- _SOURCE PASSAGE_
__________

Don’t Let the Door Hit you in the ass on the way out, Duffy!
“Kiss Me” by Stephen Duffy (a.k.a Tintin) from the album The Ups and Downs
First week of February, 1983
What do you do when you’re a founding member of Duran Duran and aren’t named Simon LeBon or have the last name “Taylor”? Easy. You drop out of the band right before their popularity explodes and they get more money, fame and women than the five of you could have possibly imagined when you were sitting around the table at that shitty London pub and speculating over a room temperature lager what life would be like after you all hit it big. After that, you record a mildly popular, but niche synth-pop hit and then fade into obscurity.
Stephen Duffy could have enjoyed the raging success of Duran Duran, but he had slight creative differences, so he left and made the music that he wanted to, and I can respect that. This song is good, not great, but it’s worth a listen if only for the over the top chorus that powers the song. Just like everything in the 1980s, it’s totally overdone. It’s fucking nice.

__________

- _INFORMATION SUPPLIED_
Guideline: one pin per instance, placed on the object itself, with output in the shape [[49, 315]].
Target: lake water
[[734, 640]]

__________

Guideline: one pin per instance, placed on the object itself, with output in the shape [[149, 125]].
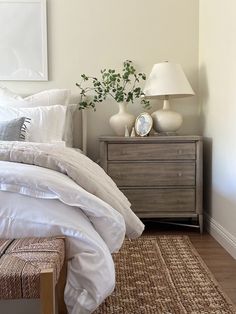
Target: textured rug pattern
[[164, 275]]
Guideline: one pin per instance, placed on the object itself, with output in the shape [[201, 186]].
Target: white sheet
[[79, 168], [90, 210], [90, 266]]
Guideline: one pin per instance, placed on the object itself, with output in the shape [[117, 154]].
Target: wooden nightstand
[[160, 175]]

__________

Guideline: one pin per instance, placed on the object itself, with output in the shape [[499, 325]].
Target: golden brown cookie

__________

- _EXERCISE_
Which album is "Kiss Me" from, according to the post about Stephen Duffy? Use only the post about Stephen Duffy as the source, not the records.

- _SOLUTION_
The Ups and Downs